::: Excerpted passage :::

Advice for embracing change
Source: The Art of Project Management blog
Whatever you think of the Obama administration’s various efforts to overhaul federal technology spending and management, all those new orders eventually fall to administrators, project managers and other employees whose job it is to transform edicts into actions. It’s rarely an easy task, and the way our brains are wired to respond to — or, more accurately, resist change — doesn’t help matters much, even for those who agree with the new directions.
However, there are some simple techniques that teams can use to be more creative and therefore successful when making changes mandated from above, writes Jeff Richardson on the “The Art of Project Management” blog.
For example, brainstorming is an important tool for overcoming the anxiety that arises in response to impending change. But the exercise can easily get short-circuited if it’s run as a free-for-all in which only the loudest and quickest thinkers dominate. A technique as simple as giving the team a few minutes to jot down ideas on their own in silence can work wonders for increasing the quantity and diversity of ideas, Richardson writes.
New fuel sources for data centers
“If there is a golden rule for data center managers, it is this: Don't mess with your power source,” writes John Brandon at Computerworld. However, the potential payback of alternative power sources is encouraging some managers to break that rule.
Brandon profiles several organizations that are testing innovative ways to generate and use power at their data centers. For example, at Syracuse University, natural gas-fired microturbines “drive two 150-ton absorption chillers that turn the heat exhaust from the turbines into chilled water that cools the data center,” he writes. “In the winter, the university uses cold outside air for data center cooling, and hot water generated by the turbines is used to heat an adjacent building.”
The First Bank of Omaha chose hydrogen fuel cells for its data center. The technology is prohibitively expensive for most organizations but highly valued for its reliability. The bank had a big motivator in its credit card processing: “Just one hour of downtime could result in a loss of as much as $6 million,” Brandon writes.
IT worker shortage: No end in sight
Source: National Association of State CIOs
State governments are facing a critical shortage of IT professionals, according to a recent report by the National Association of State CIOs. And many of the causes that NASCIO identified are similar to measures being proposed for the federal workforce.
“A wave of state layoffs, furloughs, hiring freezes and lack of salary increases has exacerbated this situation,” the report states. And the worst might be yet to come because many older workers have postponed their retirements until the economy improves.
Here are some of the key findings in the report, titled "State IT Workforce: Under Pressure.”
- Hiring freezes and eliminating vacant positions continue to be the greatest problem for state CIOs when developing, supporting and maintaining IT services for state government.
- Consistent with results from the 2007 State IT Workforce survey, nearly a quarter of state CIOs predict that between 21 percent and 30 percent of state IT employees will be eligible for retirement in the next five years.
- A majority of the state CIOs reported that the recession has caused many state workers to postpone retirement.
- Slightly more than half of the states continue to have difficulty recruiting new employees to fill vacant IT positions, but data suggests the continuing high unemployment rate has reduced the burden for filling entry-level positions.
- An overwhelming 78.6 percent of state CIOs confirmed that state salary rates and pay grade structures present a problem in attracting and retaining skilled IT talent.

::: Source data :::

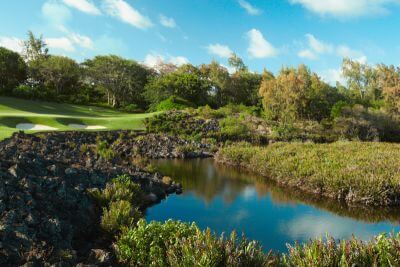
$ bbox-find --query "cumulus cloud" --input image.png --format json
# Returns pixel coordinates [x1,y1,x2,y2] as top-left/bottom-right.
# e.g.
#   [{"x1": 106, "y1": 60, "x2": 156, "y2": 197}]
[
  {"x1": 297, "y1": 33, "x2": 366, "y2": 62},
  {"x1": 319, "y1": 68, "x2": 346, "y2": 85},
  {"x1": 247, "y1": 29, "x2": 278, "y2": 58},
  {"x1": 297, "y1": 49, "x2": 318, "y2": 60},
  {"x1": 44, "y1": 37, "x2": 75, "y2": 52},
  {"x1": 238, "y1": 0, "x2": 261, "y2": 16},
  {"x1": 337, "y1": 45, "x2": 367, "y2": 63},
  {"x1": 207, "y1": 44, "x2": 233, "y2": 58},
  {"x1": 42, "y1": 1, "x2": 71, "y2": 24},
  {"x1": 143, "y1": 53, "x2": 189, "y2": 68},
  {"x1": 63, "y1": 0, "x2": 101, "y2": 15},
  {"x1": 103, "y1": 0, "x2": 153, "y2": 29},
  {"x1": 289, "y1": 0, "x2": 400, "y2": 18},
  {"x1": 306, "y1": 34, "x2": 333, "y2": 54},
  {"x1": 0, "y1": 36, "x2": 23, "y2": 53},
  {"x1": 160, "y1": 15, "x2": 176, "y2": 28}
]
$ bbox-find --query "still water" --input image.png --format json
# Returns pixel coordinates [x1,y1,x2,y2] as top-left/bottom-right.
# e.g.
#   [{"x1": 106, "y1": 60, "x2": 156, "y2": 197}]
[{"x1": 146, "y1": 159, "x2": 400, "y2": 251}]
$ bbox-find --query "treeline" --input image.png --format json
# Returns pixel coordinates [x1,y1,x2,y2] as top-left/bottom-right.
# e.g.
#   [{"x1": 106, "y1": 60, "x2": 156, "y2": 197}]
[
  {"x1": 0, "y1": 32, "x2": 261, "y2": 111},
  {"x1": 0, "y1": 32, "x2": 400, "y2": 124}
]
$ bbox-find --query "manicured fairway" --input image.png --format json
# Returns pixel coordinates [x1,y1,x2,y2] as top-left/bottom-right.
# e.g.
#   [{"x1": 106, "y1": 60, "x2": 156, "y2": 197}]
[{"x1": 0, "y1": 97, "x2": 154, "y2": 140}]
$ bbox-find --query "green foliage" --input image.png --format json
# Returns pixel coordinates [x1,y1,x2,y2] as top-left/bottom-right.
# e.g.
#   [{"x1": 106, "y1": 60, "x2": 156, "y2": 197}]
[
  {"x1": 0, "y1": 47, "x2": 27, "y2": 94},
  {"x1": 150, "y1": 96, "x2": 194, "y2": 111},
  {"x1": 217, "y1": 142, "x2": 400, "y2": 205},
  {"x1": 12, "y1": 84, "x2": 36, "y2": 99},
  {"x1": 83, "y1": 55, "x2": 151, "y2": 107},
  {"x1": 144, "y1": 65, "x2": 209, "y2": 105},
  {"x1": 122, "y1": 104, "x2": 141, "y2": 113},
  {"x1": 100, "y1": 200, "x2": 142, "y2": 235},
  {"x1": 259, "y1": 65, "x2": 340, "y2": 123},
  {"x1": 91, "y1": 175, "x2": 144, "y2": 207},
  {"x1": 115, "y1": 220, "x2": 273, "y2": 266},
  {"x1": 96, "y1": 140, "x2": 115, "y2": 160},
  {"x1": 219, "y1": 117, "x2": 249, "y2": 140},
  {"x1": 281, "y1": 234, "x2": 400, "y2": 267}
]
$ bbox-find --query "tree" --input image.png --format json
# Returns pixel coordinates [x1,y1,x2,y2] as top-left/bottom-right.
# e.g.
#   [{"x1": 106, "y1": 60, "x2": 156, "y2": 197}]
[
  {"x1": 200, "y1": 60, "x2": 231, "y2": 107},
  {"x1": 144, "y1": 64, "x2": 209, "y2": 105},
  {"x1": 83, "y1": 55, "x2": 152, "y2": 107},
  {"x1": 0, "y1": 47, "x2": 27, "y2": 94},
  {"x1": 342, "y1": 58, "x2": 382, "y2": 105},
  {"x1": 259, "y1": 65, "x2": 339, "y2": 122},
  {"x1": 22, "y1": 31, "x2": 49, "y2": 62},
  {"x1": 228, "y1": 53, "x2": 247, "y2": 72},
  {"x1": 377, "y1": 64, "x2": 400, "y2": 115},
  {"x1": 38, "y1": 56, "x2": 81, "y2": 98}
]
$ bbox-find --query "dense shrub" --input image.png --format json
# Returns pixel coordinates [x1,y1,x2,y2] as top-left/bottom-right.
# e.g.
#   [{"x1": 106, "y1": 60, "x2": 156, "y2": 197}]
[
  {"x1": 217, "y1": 142, "x2": 400, "y2": 206},
  {"x1": 101, "y1": 200, "x2": 142, "y2": 235},
  {"x1": 0, "y1": 47, "x2": 27, "y2": 94},
  {"x1": 281, "y1": 234, "x2": 400, "y2": 267},
  {"x1": 150, "y1": 96, "x2": 194, "y2": 111},
  {"x1": 96, "y1": 140, "x2": 115, "y2": 160},
  {"x1": 92, "y1": 175, "x2": 144, "y2": 207},
  {"x1": 115, "y1": 220, "x2": 272, "y2": 266}
]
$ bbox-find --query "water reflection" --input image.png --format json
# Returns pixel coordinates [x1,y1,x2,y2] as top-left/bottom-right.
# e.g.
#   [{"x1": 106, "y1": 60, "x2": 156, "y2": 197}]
[{"x1": 146, "y1": 159, "x2": 400, "y2": 250}]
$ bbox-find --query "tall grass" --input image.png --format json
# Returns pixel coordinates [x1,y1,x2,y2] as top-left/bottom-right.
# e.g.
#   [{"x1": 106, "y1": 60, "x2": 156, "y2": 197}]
[{"x1": 216, "y1": 142, "x2": 400, "y2": 206}]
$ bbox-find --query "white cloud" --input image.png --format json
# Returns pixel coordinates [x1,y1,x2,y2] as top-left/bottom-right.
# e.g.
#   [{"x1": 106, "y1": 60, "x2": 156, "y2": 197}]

:::

Answer these questions from the government technology roundup:
1. Which university uses natural gas-fired microturbines to drive absorption chillers for its data center?
2. How much money could one hour of downtime cost the First Bank of Omaha?
3. What percentage of state CIOs confirmed that state salary rates and pay grade structures make attracting and retaining skilled IT talent a problem?

1. Syracuse University
2. As much as $6 million
3. 78.6 percent